● Selected extract:

::::

Can you reinstall the sc4snmp and then collect the logs and pvc information for redis and mongo with commands:

microk8s kubectl logs -f <pod-name>  -n sc4snmp
microk8s kubectl get pvc  -n sc4snmp
microk8s kubectl pvc/<pvc-name>  -n sc4snmp

@thasteve
Copy link
Author

Got it.

I uninstalled microk8s to remove all of the pods. I'm following this guide for installation - https://splunk.github.io/splunk-connect-for-snmp/main/gettingstarted/sc4snmp-installation/

Here are the requested outputs after reinstalling -

microk8s kubectl logs -f snmp-redis-master-0 -n sc4snmp

1:C 23 Oct 2023 16:39:46.377 # oO0OoO0OoO0Oo Redis is starting oO0OoO0OoO0Oo
1:C 23 Oct 2023 16:39:46.377 # Redis version=7.0.7, bits=64, commit=00000000, modified=0, pid=1, just started
1:C 23 Oct 2023 16:39:46.377 # Configuration loaded
1:M 23 Oct 2023 16:39:46.378 * monotonic clock: POSIX clock_gettime
1:M 23 Oct 2023 16:39:46.378 * Running mode=standalone, port=6379.
1:M 23 Oct 2023 16:39:46.378 # WARNING: The TCP backlog setting of 511 cannot be enforced because /proc/sys/net/core/somaxconn is set to the lower value of 128.
1:M 23 Oct 2023 16:39:46.378 # Server initialized
1:M 23 Oct 2023 16:39:46.379 # Can't open or create append-only dir appendonlydir: Permission denied

microk8s kubectl logs -f snmp-mongodb-75b89b595f-fbhbq -n sc4snmp

Defaulted container "mongodb" out of: mongodb, metrics, volume-permissions (init)

::::

● Set task: Copy the troubleshooting thread from "Here are the" to "value of 128.", changing "standalone" to "cluster".

● Provided material:

::::

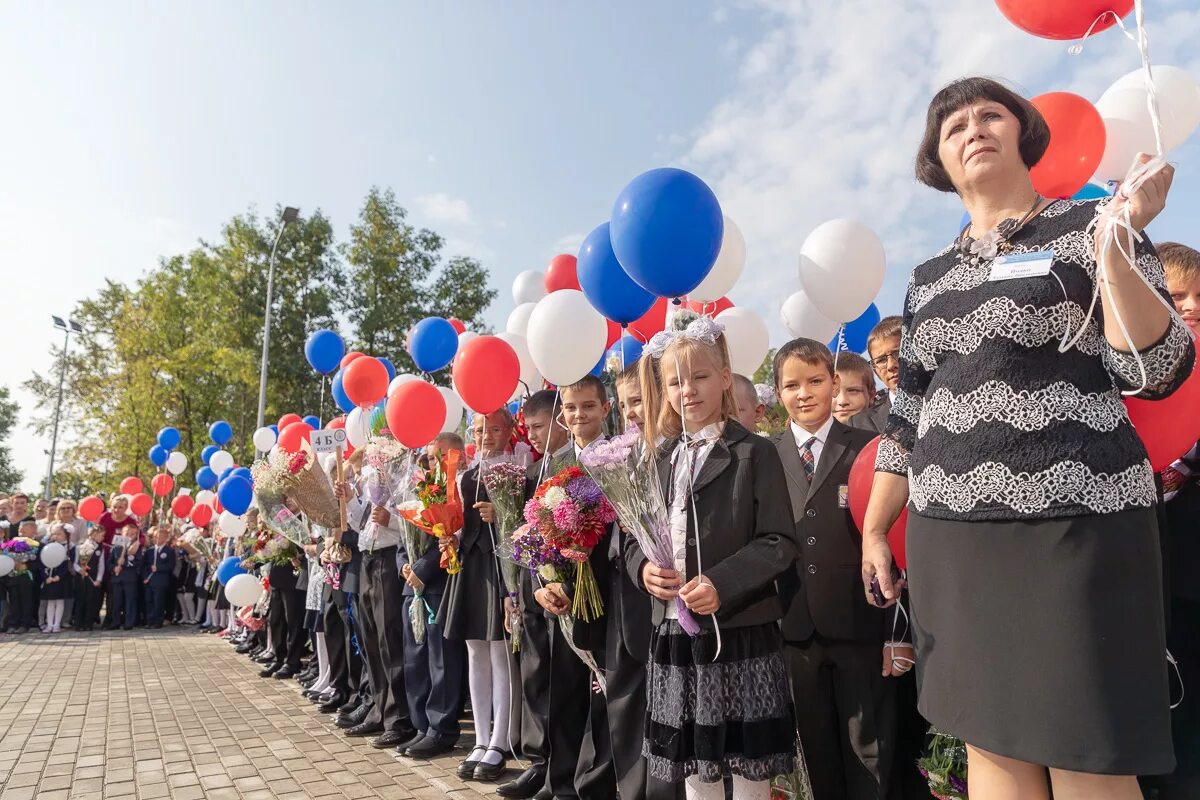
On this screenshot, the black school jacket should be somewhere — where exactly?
[625,420,798,630]
[773,420,890,643]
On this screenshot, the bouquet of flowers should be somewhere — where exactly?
[0,536,41,564]
[396,450,462,575]
[917,728,967,800]
[524,467,617,621]
[482,461,526,652]
[580,426,700,636]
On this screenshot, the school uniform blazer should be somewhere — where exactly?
[773,420,890,642]
[625,420,798,628]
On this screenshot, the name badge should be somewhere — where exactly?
[988,255,1054,286]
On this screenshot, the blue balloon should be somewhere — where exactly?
[331,369,354,412]
[304,329,346,375]
[209,420,233,447]
[576,222,655,325]
[608,333,642,369]
[217,555,246,587]
[158,427,182,452]
[608,168,725,297]
[217,475,254,517]
[405,317,458,374]
[829,302,880,353]
[150,445,170,467]
[196,467,217,489]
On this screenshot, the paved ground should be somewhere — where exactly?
[0,628,516,800]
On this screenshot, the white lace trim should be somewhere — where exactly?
[907,460,1157,515]
[910,296,1104,372]
[917,380,1129,438]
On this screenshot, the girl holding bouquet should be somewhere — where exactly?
[438,409,512,781]
[626,317,798,800]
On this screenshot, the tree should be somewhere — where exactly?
[0,386,24,492]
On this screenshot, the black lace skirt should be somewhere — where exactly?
[642,619,796,783]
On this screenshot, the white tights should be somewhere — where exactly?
[683,775,770,800]
[467,639,509,764]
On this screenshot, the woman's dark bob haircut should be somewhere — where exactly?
[917,78,1050,192]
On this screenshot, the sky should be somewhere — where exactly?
[0,0,1200,488]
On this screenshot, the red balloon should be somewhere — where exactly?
[453,336,521,412]
[847,437,908,570]
[629,297,671,344]
[384,380,451,449]
[684,297,733,317]
[1030,92,1108,198]
[280,420,314,453]
[170,494,196,519]
[545,253,580,293]
[78,494,104,524]
[1123,342,1200,474]
[192,503,212,528]
[342,359,389,405]
[150,473,175,498]
[996,0,1133,40]
[130,492,154,517]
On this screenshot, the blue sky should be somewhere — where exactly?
[0,0,1200,487]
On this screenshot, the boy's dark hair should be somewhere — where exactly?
[770,338,833,389]
[522,389,558,416]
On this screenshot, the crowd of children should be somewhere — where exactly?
[0,246,1200,800]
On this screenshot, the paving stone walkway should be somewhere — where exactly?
[0,628,506,800]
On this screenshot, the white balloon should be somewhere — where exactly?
[528,289,608,386]
[714,306,770,378]
[388,376,422,397]
[779,290,838,342]
[217,511,246,536]
[226,572,263,607]
[209,450,234,475]
[801,219,887,323]
[504,302,538,338]
[167,450,187,475]
[688,217,746,302]
[512,270,546,306]
[254,426,278,452]
[38,542,67,570]
[438,386,463,433]
[346,408,371,447]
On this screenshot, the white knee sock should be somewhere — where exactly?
[467,639,492,748]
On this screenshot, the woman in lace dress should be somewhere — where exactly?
[863,78,1194,800]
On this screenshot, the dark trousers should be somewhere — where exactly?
[784,634,896,800]
[355,547,414,733]
[108,578,138,631]
[404,594,467,739]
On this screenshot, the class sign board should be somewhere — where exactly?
[308,428,346,455]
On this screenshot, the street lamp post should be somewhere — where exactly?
[254,205,300,431]
[46,314,83,500]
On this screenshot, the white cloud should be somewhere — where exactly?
[679,0,1200,338]
[413,192,475,225]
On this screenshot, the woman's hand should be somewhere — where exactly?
[679,575,721,614]
[642,561,681,600]
[473,503,496,524]
[1126,152,1175,231]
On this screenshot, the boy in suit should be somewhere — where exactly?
[774,339,912,800]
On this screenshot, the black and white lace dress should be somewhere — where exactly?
[876,200,1194,775]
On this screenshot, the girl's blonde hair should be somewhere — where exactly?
[638,333,738,452]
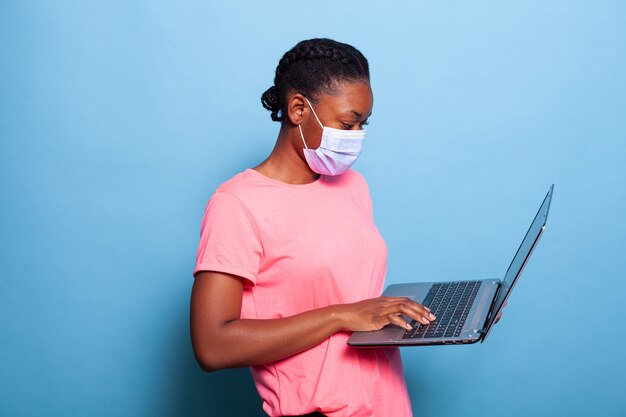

::::

● The reply:
Here are the requested outputs after reinstalling -

microk8s kubectl logs -f snmp-redis-master-0 -n sc4snmp

1:C 23 Oct 2023 16:39:46.377 # oO0OoO0OoO0Oo Redis is starting oO0OoO0OoO0Oo
1:C 23 Oct 2023 16:39:46.377 # Redis version=7.0.7, bits=64, commit=00000000, modified=0, pid=1, just started
1:C 23 Oct 2023 16:39:46.377 # Configuration loaded
1:M 23 Oct 2023 16:39:46.378 * monotonic clock: POSIX clock_gettime
1:M 23 Oct 2023 16:39:46.378 * Running mode=cluster, port=6379.
1:M 23 Oct 2023 16:39:46.378 # WARNING: The TCP backlog setting of 511 cannot be enforced because /proc/sys/net/core/somaxconn is set to the lower value of 128.